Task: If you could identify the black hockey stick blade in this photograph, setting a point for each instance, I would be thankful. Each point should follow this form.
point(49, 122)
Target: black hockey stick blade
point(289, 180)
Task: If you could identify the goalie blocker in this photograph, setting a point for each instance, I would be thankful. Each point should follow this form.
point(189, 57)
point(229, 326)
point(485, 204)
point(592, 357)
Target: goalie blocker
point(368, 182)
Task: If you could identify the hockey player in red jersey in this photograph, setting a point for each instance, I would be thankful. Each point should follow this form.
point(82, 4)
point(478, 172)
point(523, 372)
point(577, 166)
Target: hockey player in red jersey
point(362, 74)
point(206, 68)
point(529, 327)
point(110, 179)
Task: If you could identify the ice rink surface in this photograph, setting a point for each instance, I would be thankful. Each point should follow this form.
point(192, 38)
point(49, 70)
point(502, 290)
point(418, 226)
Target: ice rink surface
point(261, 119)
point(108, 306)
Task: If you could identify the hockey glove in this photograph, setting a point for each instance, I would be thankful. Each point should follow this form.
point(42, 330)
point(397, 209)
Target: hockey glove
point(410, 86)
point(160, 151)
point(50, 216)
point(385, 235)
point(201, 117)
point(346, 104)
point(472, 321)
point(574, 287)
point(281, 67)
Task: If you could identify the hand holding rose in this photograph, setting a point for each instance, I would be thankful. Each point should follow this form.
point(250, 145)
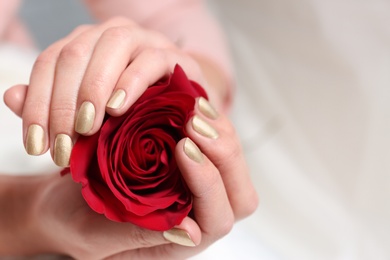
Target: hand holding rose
point(106, 69)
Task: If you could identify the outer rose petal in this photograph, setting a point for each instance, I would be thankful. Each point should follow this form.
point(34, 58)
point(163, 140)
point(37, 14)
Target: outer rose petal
point(127, 170)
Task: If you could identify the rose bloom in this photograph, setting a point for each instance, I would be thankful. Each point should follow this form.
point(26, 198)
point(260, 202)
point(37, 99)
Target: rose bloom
point(128, 169)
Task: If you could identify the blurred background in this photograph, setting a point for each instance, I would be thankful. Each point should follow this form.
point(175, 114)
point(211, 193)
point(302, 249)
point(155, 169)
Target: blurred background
point(51, 20)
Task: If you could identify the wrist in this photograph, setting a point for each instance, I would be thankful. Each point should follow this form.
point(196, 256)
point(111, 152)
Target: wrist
point(20, 224)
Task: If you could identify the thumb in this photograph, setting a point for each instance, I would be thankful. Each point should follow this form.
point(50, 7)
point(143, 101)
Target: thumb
point(14, 98)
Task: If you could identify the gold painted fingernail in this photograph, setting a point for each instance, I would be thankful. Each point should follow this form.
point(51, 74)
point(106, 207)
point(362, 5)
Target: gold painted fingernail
point(203, 128)
point(178, 236)
point(206, 108)
point(62, 149)
point(35, 140)
point(117, 99)
point(85, 118)
point(192, 151)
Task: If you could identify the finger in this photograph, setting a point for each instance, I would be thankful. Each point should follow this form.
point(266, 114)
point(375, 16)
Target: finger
point(101, 238)
point(217, 138)
point(210, 200)
point(110, 57)
point(146, 69)
point(117, 47)
point(14, 98)
point(37, 102)
point(211, 207)
point(71, 65)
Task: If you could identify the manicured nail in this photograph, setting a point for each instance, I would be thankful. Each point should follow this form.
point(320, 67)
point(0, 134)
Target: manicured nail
point(35, 140)
point(62, 149)
point(85, 118)
point(203, 128)
point(117, 99)
point(178, 236)
point(192, 151)
point(206, 108)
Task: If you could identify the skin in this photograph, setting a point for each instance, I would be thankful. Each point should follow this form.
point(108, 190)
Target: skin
point(46, 213)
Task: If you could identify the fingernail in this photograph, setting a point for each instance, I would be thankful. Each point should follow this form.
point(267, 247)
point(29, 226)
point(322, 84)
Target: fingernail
point(117, 98)
point(85, 118)
point(62, 149)
point(35, 140)
point(192, 151)
point(178, 236)
point(203, 128)
point(206, 108)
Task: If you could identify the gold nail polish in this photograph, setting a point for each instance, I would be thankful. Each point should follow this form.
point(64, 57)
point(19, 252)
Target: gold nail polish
point(85, 118)
point(206, 108)
point(192, 151)
point(203, 128)
point(117, 99)
point(62, 149)
point(178, 236)
point(35, 140)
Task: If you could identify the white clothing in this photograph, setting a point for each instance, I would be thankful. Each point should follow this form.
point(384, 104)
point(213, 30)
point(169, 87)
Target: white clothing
point(313, 110)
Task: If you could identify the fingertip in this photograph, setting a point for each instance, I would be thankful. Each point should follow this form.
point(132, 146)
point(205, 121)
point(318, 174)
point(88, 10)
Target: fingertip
point(14, 98)
point(187, 233)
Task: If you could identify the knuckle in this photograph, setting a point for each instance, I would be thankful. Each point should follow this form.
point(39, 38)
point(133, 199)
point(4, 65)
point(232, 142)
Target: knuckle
point(34, 106)
point(44, 60)
point(225, 226)
point(74, 51)
point(157, 55)
point(230, 151)
point(62, 110)
point(81, 28)
point(118, 33)
point(120, 20)
point(140, 237)
point(249, 207)
point(99, 83)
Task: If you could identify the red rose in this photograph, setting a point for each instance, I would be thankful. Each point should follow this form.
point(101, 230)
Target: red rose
point(128, 170)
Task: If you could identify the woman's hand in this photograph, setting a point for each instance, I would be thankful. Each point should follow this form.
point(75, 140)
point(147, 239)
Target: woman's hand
point(56, 219)
point(96, 69)
point(105, 68)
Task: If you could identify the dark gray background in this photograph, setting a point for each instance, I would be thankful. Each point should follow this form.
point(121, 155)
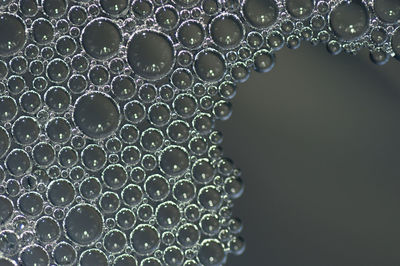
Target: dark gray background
point(318, 142)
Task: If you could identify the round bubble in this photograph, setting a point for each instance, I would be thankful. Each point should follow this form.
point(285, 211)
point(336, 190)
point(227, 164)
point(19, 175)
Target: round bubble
point(150, 54)
point(12, 30)
point(174, 160)
point(92, 257)
point(349, 21)
point(83, 224)
point(260, 13)
point(34, 255)
point(226, 31)
point(61, 192)
point(209, 65)
point(96, 115)
point(64, 254)
point(145, 239)
point(101, 39)
point(18, 162)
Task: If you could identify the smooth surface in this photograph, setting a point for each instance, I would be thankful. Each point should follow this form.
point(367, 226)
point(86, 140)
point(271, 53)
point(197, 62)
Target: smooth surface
point(318, 142)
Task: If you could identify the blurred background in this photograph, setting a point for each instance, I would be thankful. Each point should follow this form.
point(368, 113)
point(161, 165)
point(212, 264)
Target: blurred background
point(318, 142)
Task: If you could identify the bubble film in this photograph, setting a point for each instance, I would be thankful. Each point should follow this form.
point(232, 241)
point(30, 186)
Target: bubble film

* * * *

> **What to produce**: Copy all of the items above word for word, omitting the pictures.

> **Exercise output**:
Task: If you could identify the black hockey stick blade in this photograph, setting a point for each instance, I would be thankful. Each point should follow this form.
point(49, 122)
Target: black hockey stick blade
point(289, 180)
Task: If you could identify the goalie blocker in this photograph, setting a point for each instance, I would be thankful. Each point should follow this form.
point(189, 57)
point(229, 326)
point(485, 204)
point(592, 357)
Target: goalie blocker
point(368, 182)
Task: If you could identify the hockey player in red jersey in this photograph, setting a point for each instance, I would be thankful. Each point should follow this form.
point(82, 4)
point(478, 172)
point(523, 372)
point(577, 166)
Target: hockey player in red jersey
point(362, 74)
point(206, 68)
point(529, 327)
point(110, 179)
Task: If you could identify the ice rink surface in this photograph, setting a point for each instance, I would be thankful. Each point should follow this form.
point(192, 38)
point(49, 70)
point(502, 290)
point(418, 226)
Target: ice rink surface
point(261, 119)
point(108, 306)
Task: If you could identify the hockey glove in this photograph, setting a point for each instance, I would be thankful. Each point should follow this form.
point(42, 330)
point(397, 209)
Target: hockey glove
point(410, 86)
point(160, 151)
point(50, 216)
point(385, 235)
point(201, 117)
point(346, 104)
point(472, 321)
point(574, 287)
point(281, 67)
Task: If you could identify the hand holding rose in this photograph, setting a point for each instance, I would be thankful. Each point should follow this form.
point(250, 145)
Target: hand holding rose
point(106, 69)
Task: If you could identify the outer rose petal in this photograph, setting a point for each instance, I would be thankful. Each point should follow this form.
point(34, 58)
point(163, 140)
point(37, 14)
Target: outer rose petal
point(127, 170)
Task: If you could identify the rose bloom in this photograph, setting a point for each instance, I would be thankful. Each point should follow this form.
point(26, 198)
point(260, 202)
point(37, 99)
Target: rose bloom
point(128, 169)
Task: If you could identify the blurred background in this photograph, setting a point for each instance, I would be thankful. Each point should follow this form.
point(175, 114)
point(211, 193)
point(302, 249)
point(155, 169)
Target: blurred background
point(51, 20)
Task: If you could identify the wrist in this photograph, setting a point for each instance, I would be thankful. Each point should follow this form.
point(196, 256)
point(111, 152)
Target: wrist
point(20, 224)
Task: If you could identify the thumb in this photograph, setting a point for each instance, I would be thankful. Each point should follow this form.
point(50, 7)
point(143, 101)
Target: thumb
point(14, 98)
Task: If you could identify the gold painted fingernail in this photograph, setting a point for each instance, I would be thankful. Each point should follow this form.
point(51, 74)
point(106, 207)
point(362, 5)
Target: gold painted fingernail
point(203, 128)
point(178, 236)
point(206, 108)
point(62, 149)
point(35, 140)
point(117, 99)
point(85, 118)
point(192, 151)
Task: If you could identify the finger in this photograph, setting a point for each instance, I would be thankful. Each point should follow this form.
point(266, 114)
point(375, 16)
Target: finger
point(101, 238)
point(217, 138)
point(210, 200)
point(110, 57)
point(146, 69)
point(117, 47)
point(14, 98)
point(37, 102)
point(211, 207)
point(71, 65)
Task: If you could identify the manicured nail in this photograph, setting a point for each instance, I would be thankful. Each point should follow this form.
point(320, 67)
point(0, 134)
Target: manicured nail
point(35, 140)
point(62, 149)
point(85, 118)
point(203, 128)
point(117, 99)
point(178, 236)
point(192, 151)
point(206, 108)
Task: If you could identify the skin in this photograph, setting a point for each instance, I would be thankful. Each point should follow this form.
point(108, 190)
Target: skin
point(46, 213)
Task: If you could identify the fingernail in this photograph, setting a point for each instance, I would be thankful. Each point should follow this form.
point(267, 247)
point(29, 226)
point(322, 84)
Target: fingernail
point(117, 98)
point(85, 118)
point(62, 149)
point(35, 140)
point(192, 151)
point(178, 236)
point(203, 128)
point(206, 108)
Task: If you could identify the gold nail polish in this photograph, setting a point for each instance, I would be thankful. Each point should follow this form.
point(64, 57)
point(19, 252)
Target: gold nail polish
point(85, 118)
point(206, 108)
point(192, 151)
point(203, 128)
point(117, 99)
point(62, 149)
point(178, 236)
point(35, 140)
Task: If you could identify the white clothing in this photograph, setting a point for each instance, I would be thankful. Each point should follow this form.
point(384, 104)
point(213, 30)
point(169, 87)
Target: white clothing
point(313, 110)
Task: If you could identify the fingertip in this photograph, setting a point for each instance, I would be thankful. Each point should follow this form.
point(132, 146)
point(205, 121)
point(318, 174)
point(88, 10)
Target: fingertip
point(14, 98)
point(187, 233)
Task: If you could identify the knuckle in this photograph, setting a point for each instance, I would be thankful. Each point should follow this form.
point(39, 38)
point(133, 199)
point(4, 65)
point(232, 142)
Target: knuckle
point(34, 106)
point(44, 60)
point(225, 226)
point(74, 51)
point(157, 55)
point(230, 151)
point(62, 110)
point(81, 28)
point(118, 33)
point(120, 20)
point(140, 237)
point(249, 207)
point(99, 83)
Task: If you could identify the red rose in this photograph, setting a point for each instance, I would be thankful. Each point should follow this form.
point(101, 230)
Target: red rose
point(128, 170)
Task: If you could identify the woman's hand in this photograph, setting a point for each instance, I would be thankful. Each point should follow this form.
point(75, 140)
point(147, 239)
Target: woman's hand
point(56, 219)
point(96, 69)
point(105, 68)
Task: If you could identify the dark gray background in this photograph, setting a point for each instance, I would be thankful. Each point should follow this form.
point(121, 155)
Target: dark gray background
point(318, 142)
Task: If you could identify the round bubble in this photograph, setting a point for each instance, I would be thankful. Each point should follow this form.
point(285, 211)
point(336, 190)
point(227, 164)
point(19, 175)
Target: round bubble
point(150, 54)
point(12, 30)
point(174, 160)
point(92, 257)
point(349, 21)
point(83, 224)
point(260, 13)
point(34, 255)
point(226, 31)
point(61, 192)
point(209, 65)
point(96, 115)
point(64, 254)
point(145, 239)
point(101, 39)
point(18, 162)
Task: If you could identify the smooth surface in this photograph, setting a point for each instance, I would be thankful. Each point should follow this form.
point(367, 226)
point(86, 140)
point(271, 53)
point(197, 62)
Target: smooth surface
point(318, 142)
Task: If you could identify the blurred background in this photograph, setting a point for each instance, I would be thankful. Each point should follow this form.
point(368, 113)
point(161, 165)
point(212, 264)
Target: blurred background
point(318, 142)
Task: If you could identify the bubble film in this photograph, setting a point for each instance, I would be thankful. Each point should follow this form.
point(232, 241)
point(30, 186)
Target: bubble film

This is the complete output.